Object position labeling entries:
"""
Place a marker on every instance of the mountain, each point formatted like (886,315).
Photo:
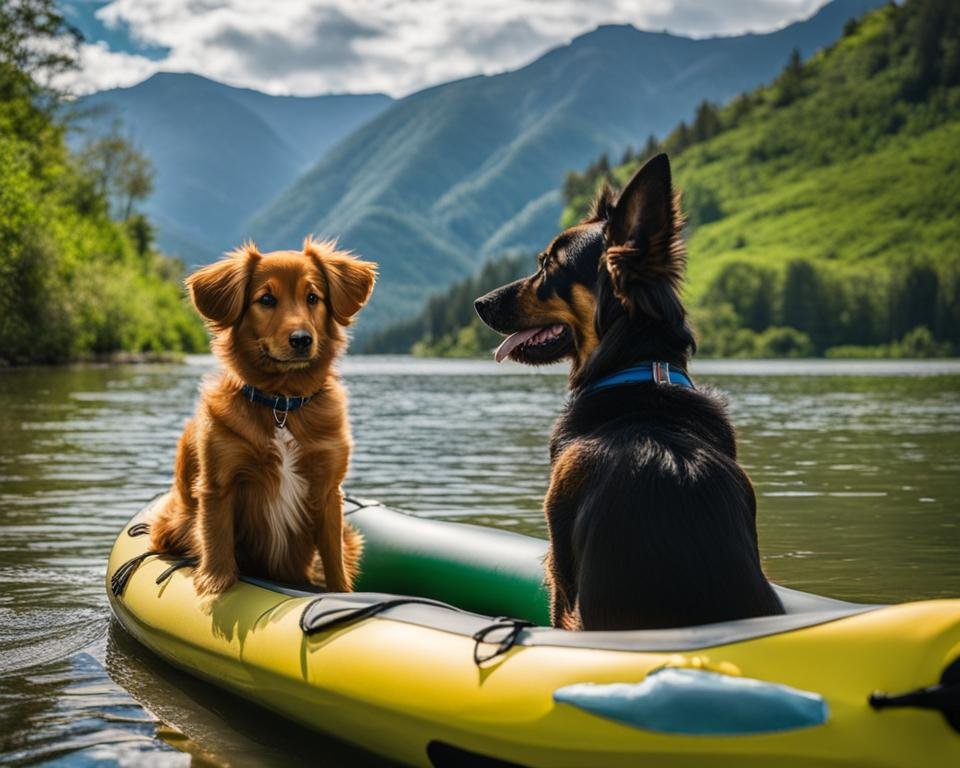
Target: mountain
(823,209)
(220,153)
(451,175)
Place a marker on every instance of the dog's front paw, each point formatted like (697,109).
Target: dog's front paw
(209,582)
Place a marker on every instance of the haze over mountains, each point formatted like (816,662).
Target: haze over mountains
(220,152)
(451,175)
(433,184)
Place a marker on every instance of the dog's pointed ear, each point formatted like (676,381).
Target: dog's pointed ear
(219,290)
(349,280)
(642,233)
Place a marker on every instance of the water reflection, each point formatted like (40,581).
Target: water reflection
(855,466)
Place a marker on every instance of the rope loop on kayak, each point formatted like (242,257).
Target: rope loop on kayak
(120,578)
(513,627)
(314,620)
(176,565)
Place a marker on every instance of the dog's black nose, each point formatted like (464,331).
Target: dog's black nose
(300,340)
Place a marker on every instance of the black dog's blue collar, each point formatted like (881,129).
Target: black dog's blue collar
(277,402)
(659,373)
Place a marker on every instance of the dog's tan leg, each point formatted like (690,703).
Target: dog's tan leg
(328,535)
(217,570)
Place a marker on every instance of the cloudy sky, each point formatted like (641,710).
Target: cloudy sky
(308,47)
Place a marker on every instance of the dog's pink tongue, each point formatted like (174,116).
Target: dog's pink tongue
(513,341)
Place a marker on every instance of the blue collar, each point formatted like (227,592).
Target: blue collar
(281,404)
(659,373)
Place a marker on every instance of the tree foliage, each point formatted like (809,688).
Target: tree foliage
(73,280)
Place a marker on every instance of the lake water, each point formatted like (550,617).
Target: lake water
(856,467)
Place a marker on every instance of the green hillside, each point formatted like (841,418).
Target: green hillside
(450,176)
(78,275)
(824,208)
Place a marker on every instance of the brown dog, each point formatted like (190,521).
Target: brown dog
(259,467)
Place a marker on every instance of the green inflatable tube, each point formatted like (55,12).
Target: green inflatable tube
(479,569)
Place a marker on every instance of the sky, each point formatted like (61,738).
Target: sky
(308,47)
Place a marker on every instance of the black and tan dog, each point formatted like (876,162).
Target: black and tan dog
(652,522)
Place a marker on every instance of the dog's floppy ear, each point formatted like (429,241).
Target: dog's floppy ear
(349,280)
(642,235)
(219,290)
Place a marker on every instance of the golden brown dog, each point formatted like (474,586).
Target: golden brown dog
(259,466)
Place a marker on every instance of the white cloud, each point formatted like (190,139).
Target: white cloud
(394,46)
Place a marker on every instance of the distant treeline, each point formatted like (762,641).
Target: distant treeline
(79,275)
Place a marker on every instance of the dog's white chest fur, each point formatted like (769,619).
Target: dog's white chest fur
(286,510)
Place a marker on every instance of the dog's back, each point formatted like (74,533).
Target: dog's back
(651,520)
(663,518)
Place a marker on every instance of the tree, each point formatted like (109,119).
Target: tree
(36,44)
(748,289)
(120,172)
(913,298)
(790,82)
(805,301)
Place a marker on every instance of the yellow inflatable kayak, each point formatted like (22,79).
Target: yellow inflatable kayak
(417,669)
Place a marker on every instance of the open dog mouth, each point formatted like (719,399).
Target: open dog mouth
(544,344)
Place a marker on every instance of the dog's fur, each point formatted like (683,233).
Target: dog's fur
(246,492)
(652,522)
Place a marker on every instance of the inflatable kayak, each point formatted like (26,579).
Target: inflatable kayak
(443,659)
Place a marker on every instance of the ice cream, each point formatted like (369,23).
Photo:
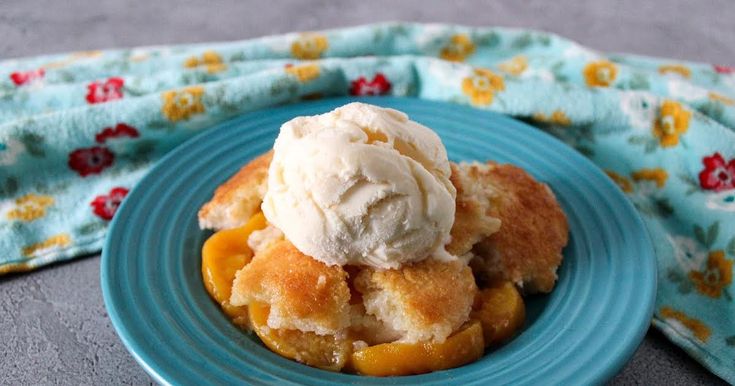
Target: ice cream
(361,185)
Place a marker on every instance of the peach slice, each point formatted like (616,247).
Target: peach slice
(223,254)
(501,311)
(391,359)
(323,351)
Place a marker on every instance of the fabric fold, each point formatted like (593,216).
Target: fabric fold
(78,130)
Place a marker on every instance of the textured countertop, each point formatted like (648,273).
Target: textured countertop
(53,325)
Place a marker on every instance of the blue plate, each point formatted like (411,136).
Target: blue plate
(582,333)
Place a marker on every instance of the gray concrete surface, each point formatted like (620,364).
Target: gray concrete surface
(53,325)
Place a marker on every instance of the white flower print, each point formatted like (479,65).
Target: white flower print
(640,108)
(687,253)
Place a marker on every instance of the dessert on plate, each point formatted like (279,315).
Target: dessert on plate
(356,245)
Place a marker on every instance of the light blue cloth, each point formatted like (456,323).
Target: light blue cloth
(78,130)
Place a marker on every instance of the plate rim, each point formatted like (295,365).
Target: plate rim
(133,348)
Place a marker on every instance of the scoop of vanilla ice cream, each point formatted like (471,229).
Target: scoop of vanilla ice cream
(361,185)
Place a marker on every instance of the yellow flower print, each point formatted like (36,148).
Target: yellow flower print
(182,104)
(673,121)
(656,175)
(675,69)
(557,117)
(309,46)
(715,277)
(515,65)
(57,241)
(209,60)
(482,86)
(600,73)
(622,181)
(713,96)
(460,46)
(304,72)
(30,207)
(699,329)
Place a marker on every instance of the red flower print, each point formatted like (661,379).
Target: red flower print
(378,86)
(724,69)
(120,130)
(105,91)
(27,77)
(717,174)
(105,206)
(92,160)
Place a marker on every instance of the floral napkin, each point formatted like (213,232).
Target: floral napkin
(77,131)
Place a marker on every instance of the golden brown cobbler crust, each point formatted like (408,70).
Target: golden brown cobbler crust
(303,293)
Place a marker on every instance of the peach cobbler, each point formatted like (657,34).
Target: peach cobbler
(355,245)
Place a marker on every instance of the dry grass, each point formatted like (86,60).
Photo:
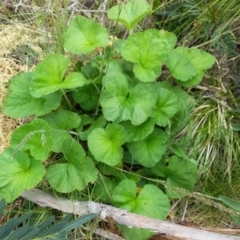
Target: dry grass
(11,37)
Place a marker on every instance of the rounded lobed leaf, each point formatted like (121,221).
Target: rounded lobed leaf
(150,202)
(18,172)
(180,173)
(120,103)
(35,136)
(76,174)
(49,74)
(106,144)
(84,35)
(148,49)
(166,107)
(27,105)
(87,96)
(149,151)
(139,132)
(180,66)
(130,14)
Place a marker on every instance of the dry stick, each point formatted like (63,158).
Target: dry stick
(122,216)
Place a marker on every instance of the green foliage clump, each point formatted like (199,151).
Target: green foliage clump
(106,121)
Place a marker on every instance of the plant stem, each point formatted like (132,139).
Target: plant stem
(66,98)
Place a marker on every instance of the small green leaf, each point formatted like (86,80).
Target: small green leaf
(201,61)
(84,35)
(35,136)
(148,49)
(87,96)
(76,173)
(166,107)
(130,14)
(137,133)
(146,74)
(177,150)
(193,81)
(49,74)
(230,202)
(150,202)
(19,95)
(181,118)
(103,189)
(105,144)
(61,121)
(120,103)
(180,173)
(18,172)
(180,66)
(98,123)
(149,151)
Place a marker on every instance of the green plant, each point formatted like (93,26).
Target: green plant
(22,228)
(107,120)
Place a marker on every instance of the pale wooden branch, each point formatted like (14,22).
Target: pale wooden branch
(122,216)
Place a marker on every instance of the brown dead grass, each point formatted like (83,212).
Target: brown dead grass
(12,36)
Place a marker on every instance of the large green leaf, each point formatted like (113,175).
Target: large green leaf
(166,107)
(149,151)
(35,136)
(19,95)
(180,66)
(18,172)
(103,189)
(76,174)
(150,202)
(49,74)
(137,133)
(95,123)
(61,122)
(87,96)
(106,144)
(180,173)
(183,61)
(130,14)
(120,103)
(148,49)
(84,35)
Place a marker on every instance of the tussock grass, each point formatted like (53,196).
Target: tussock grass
(209,136)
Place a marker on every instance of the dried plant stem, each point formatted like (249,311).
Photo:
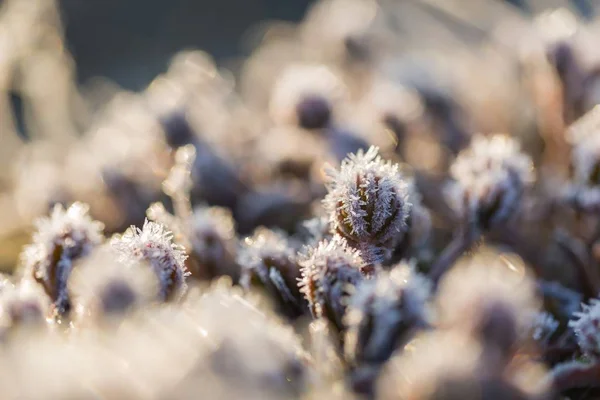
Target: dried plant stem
(461,243)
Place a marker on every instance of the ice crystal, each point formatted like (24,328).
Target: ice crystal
(586,325)
(382,311)
(267,260)
(368,203)
(489,180)
(330,271)
(154,244)
(59,241)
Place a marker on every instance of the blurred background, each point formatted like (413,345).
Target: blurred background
(130,42)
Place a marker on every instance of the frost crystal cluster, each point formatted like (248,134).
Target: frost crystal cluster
(330,273)
(59,241)
(153,244)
"""
§ **Exercise aim**
Copy exactly, please, the lines that run from the line holding "Place a marker on every instance of the tussock" through the closing line of the material above, omitting every picture.

§ **Result**
Place a marker on every instance of the tussock grass, each point formatted like (53,196).
Target: tussock grass
(209,136)
Place a marker on every instance of the dried plant stem, each point formatted like (249,311).
Photo:
Target: dried plant stem
(461,243)
Place a marker on every instance of the ice crystal, each point formatted like (24,328).
Target: ice crystal
(586,325)
(382,311)
(267,260)
(368,203)
(489,180)
(330,271)
(154,244)
(59,241)
Place a marker on every instance of the blurred background, each point formatted like (413,345).
Target: blurred background
(130,42)
Place a marker on every instance of the frost crystal cluster, each point formatted like (248,134).
Target: frost crystal cluster
(330,273)
(59,241)
(153,244)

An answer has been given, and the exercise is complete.